__REQUIREMENT 1__
Count the lines of the entries that contain the word "every", and give only the number.

__DOCUMENT EXCERPT__
----

I’m sure none of you are strangers to the phrase “Don’t sweat the small stuff.”. I don’t like to use the term because it is a widely used, grossly misunderstood and highly misleading sentence. As a lover of science, mathematics and grammar (I know, very random interests); as a chronic worrier, over thinker and generally anxious person, I never understood the phrase. I never understood because I literally could not stop myself from sweating the small stuff. I was obsessed with minor details, I felt as though I couldn’t make any mistakes. I was constantly worried that I would make even one wrong decision and that it would completely ruin my life.
If any of you have felt that way, you can understand how frustrating it is when someone tells you “Just don’t worry about it” or anything along those lines. I wish I could simply not worry, but it just isn’t possible for me. We cannot control how we feel and what we think, we can only respond to these emotions and find ways to cope with stress.
I would always wonder if there was something wrong with me, I would wonder why it seemed so easy for everyone else to just not care, when no matter how hard I tried, I still had a sinking feeling in my stomach whenever I had to make a decision.
For the longest time I kept trying to force myself not to get stressed out over small things, but I had trouble deciding what was small or big in my mind.
What I have realized after a lot of time self-reflecting and learning from experiences is that it is okay to sweat the small stuff. There is nothing wrong with the fact that I (or you) simply cannot help getting stressed out over what others view as insignificant problems. I started evaluating how I felt and then finding ways to cope with the stress instead of fighting it entirely.
Sometimes sweating the small stuff has hindered me. It has made me spend far longer doing some tasks than I should. It has made me feel anxious, stressed and disappointed in myself when I really shouldn’t have been. It has made me curse a 98%, and push some people away.

----

__Region segmentation data__

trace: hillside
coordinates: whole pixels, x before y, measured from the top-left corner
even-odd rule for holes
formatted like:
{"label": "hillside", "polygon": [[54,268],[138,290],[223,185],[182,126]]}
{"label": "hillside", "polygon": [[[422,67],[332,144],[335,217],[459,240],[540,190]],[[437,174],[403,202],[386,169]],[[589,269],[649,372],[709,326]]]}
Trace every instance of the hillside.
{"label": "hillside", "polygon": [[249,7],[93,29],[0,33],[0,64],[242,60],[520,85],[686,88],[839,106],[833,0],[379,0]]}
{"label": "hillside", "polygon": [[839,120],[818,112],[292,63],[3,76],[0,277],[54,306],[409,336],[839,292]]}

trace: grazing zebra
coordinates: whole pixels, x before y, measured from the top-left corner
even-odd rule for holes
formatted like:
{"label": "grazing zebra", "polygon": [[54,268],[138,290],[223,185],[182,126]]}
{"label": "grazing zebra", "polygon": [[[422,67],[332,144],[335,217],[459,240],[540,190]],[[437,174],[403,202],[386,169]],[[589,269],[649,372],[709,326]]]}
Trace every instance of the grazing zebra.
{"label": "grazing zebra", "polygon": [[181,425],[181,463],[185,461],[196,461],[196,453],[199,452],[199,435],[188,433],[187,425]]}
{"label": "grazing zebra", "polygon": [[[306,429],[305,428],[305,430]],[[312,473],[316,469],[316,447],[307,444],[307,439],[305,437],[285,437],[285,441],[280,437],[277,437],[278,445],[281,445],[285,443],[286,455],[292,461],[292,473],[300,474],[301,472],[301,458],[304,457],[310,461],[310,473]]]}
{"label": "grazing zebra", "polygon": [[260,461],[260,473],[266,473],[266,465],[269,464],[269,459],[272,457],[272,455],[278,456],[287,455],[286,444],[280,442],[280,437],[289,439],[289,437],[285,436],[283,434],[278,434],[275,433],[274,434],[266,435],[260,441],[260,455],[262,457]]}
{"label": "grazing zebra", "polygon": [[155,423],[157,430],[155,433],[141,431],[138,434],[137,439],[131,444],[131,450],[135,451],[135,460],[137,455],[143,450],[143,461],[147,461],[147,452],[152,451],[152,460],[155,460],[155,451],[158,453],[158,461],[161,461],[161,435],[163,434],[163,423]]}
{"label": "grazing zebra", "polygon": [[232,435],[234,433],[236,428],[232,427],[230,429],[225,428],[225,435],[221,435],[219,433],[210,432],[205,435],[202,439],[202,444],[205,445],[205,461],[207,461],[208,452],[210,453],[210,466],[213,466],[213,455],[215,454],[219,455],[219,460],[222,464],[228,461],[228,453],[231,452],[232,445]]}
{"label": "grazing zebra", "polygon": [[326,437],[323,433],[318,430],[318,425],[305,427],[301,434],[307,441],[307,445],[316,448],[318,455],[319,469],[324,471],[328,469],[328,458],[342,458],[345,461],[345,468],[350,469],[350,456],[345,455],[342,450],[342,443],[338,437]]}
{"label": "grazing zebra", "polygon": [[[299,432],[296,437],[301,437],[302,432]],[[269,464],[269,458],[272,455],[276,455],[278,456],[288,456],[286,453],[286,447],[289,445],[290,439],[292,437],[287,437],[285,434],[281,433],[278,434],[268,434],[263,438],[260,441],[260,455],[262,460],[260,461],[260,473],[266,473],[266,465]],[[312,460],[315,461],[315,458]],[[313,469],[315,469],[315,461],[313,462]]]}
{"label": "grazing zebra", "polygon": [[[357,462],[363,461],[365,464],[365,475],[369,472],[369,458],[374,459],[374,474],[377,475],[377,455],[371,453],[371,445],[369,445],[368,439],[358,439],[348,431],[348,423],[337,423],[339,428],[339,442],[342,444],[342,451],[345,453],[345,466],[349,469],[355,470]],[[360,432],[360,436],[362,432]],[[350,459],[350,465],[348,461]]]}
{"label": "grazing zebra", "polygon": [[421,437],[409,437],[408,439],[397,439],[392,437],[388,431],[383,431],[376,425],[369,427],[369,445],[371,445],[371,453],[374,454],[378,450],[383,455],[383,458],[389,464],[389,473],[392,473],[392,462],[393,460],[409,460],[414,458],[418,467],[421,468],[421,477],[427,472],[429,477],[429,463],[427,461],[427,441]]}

----

__REQUIREMENT 2__
Reproduce the passage about sweating the small stuff word for word, starting at the words "What I have" and ending after "some people away.".

__REPLY 1__
2

__REPLY 2__
What I have realized after a lot of time self-reflecting and learning from experiences is that it is okay to sweat the small stuff. There is nothing wrong with the fact that I (or you) simply cannot help getting stressed out over what others view as insignificant problems. I started evaluating how I felt and then finding ways to cope with the stress instead of fighting it entirely.
Sometimes sweating the small stuff has hindered me. It has made me spend far longer doing some tasks than I should. It has made me feel anxious, stressed and disappointed in myself when I really shouldn’t have been. It has made me curse a 98%, and push some people away.